# Texto:
────────────────

El empoderamiento indígena en los mercados de carbono
Una experiencia en la amazonía podría marcar la ruta para que los pueblos indígenas del país tengan soberanía en un mercado que les ha sido históricamente ventajoso.
por
Natalia Orduz y Andrés Páramo
18.10.2024
imagen por Nefazta
Lo intangible
Vemos el mensaje en la compra de tiquetes de avión o en el arriendo de un carro: “viaje con reducción de CO2”. Suena a un tipo de futuro en el que hay medios de transporte que contaminan menos. No tanto, estamos en otro futuro: el pasajero paga para que la empresa compre un papel que certifica que en otra parte del mundo las emisiones sí se redujeron por obra y gracia de algún proyecto.
Si se hace bien, el dinero pagado por el cliente y girado por la compañía encargada de esos viajes (o cualquier otra: una petrolera, quizás) llega, por ejemplo, a una comunidad que conserva un bosque. Un ejemplo: la agencia de viajes y turismo, Aviatur, tiene una opción para que el pasajero sepa de cuánto sería su aporte económico para compensar la contaminación de su viaje a través de certificados de carbono en un proyecto forestal de la Orinoquía colombiana.

────────────────

# Material proporcionado:
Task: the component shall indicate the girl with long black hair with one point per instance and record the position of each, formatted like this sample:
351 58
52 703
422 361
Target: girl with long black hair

────────────────

# Reto 1:
Reformula como una lista breve el párrafo del artículo sobre los mercados de carbono que comienza con «Si se hace bien» y conserva sus datos principales.
# Reto 2:
Reproduce el fragmento del artículo sobre los mercados de carbono que empieza con “El empoderamiento indígena” y sigue hasta “sido históricamente ventajoso.”.

# Respuesta completa 1:
- Si el proceso se hace bien, el dinero que paga el cliente y que gira la compañía encargada de los viajes (u otra, como una petrolera) puede llegar, por ejemplo, a una comunidad que conserva un bosque.
- Ejemplo: la agencia de viajes y turismo Aviatur ofrece una opción para que el pasajero sepa cuánto aportaría para compensar la contaminación de su viaje. El aporte se haría mediante certificados de carbono de un proyecto forestal en la Orinoquía colombiana.

# Respuesta completa 2:
El empoderamiento indígena en los mercados de carbono
Una experiencia en la amazonía podría marcar la ruta para que los pueblos indígenas del país tengan soberanía en un mercado que les ha sido históricamente ventajoso.